== Task brief ==
Search string "player": state how many lines in the material below contain it, and nothing else.

== Data to use ==

◆ ◆ ◆ ◆

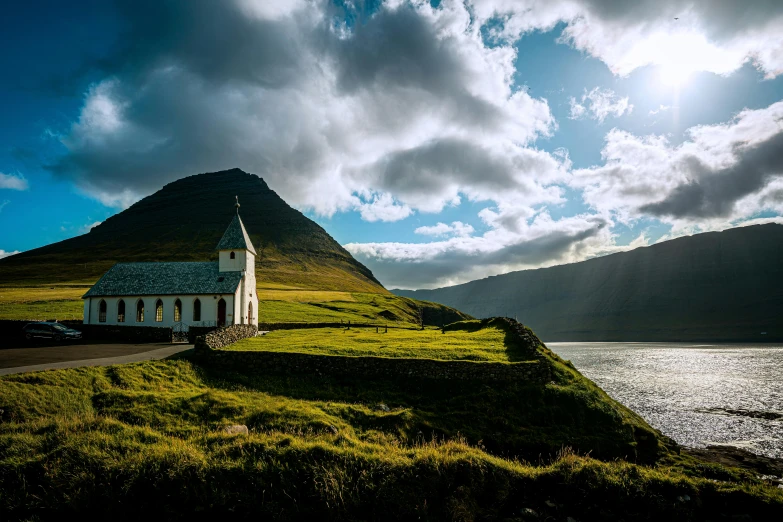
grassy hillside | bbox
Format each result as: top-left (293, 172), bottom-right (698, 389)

◆ ◆ ◆ ◆

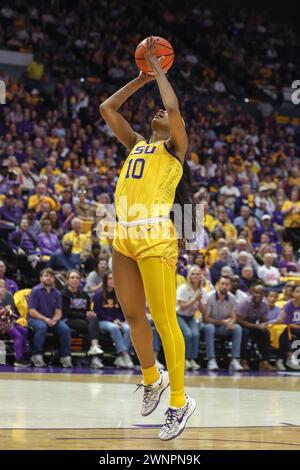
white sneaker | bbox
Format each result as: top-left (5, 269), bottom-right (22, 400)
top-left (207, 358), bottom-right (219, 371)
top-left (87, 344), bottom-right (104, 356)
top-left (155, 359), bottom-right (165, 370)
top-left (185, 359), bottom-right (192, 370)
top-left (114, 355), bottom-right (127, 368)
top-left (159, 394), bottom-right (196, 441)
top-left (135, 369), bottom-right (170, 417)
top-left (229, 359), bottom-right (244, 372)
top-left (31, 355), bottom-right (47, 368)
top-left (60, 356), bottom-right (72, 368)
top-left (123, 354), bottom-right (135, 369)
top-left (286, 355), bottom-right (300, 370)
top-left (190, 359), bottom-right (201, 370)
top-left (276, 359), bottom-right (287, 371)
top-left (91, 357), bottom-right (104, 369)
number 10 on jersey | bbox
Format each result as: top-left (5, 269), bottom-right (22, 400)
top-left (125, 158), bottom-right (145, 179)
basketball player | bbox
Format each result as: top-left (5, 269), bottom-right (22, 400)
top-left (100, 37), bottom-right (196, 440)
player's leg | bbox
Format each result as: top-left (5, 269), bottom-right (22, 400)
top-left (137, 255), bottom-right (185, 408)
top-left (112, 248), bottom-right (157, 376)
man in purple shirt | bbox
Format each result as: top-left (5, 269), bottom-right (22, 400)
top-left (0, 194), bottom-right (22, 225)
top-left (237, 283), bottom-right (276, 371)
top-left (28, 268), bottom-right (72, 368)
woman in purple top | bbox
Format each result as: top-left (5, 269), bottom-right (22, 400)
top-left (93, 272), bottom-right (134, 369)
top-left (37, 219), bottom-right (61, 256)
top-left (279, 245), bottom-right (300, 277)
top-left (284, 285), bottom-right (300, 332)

◆ ◆ ◆ ◆

== Task output ==
2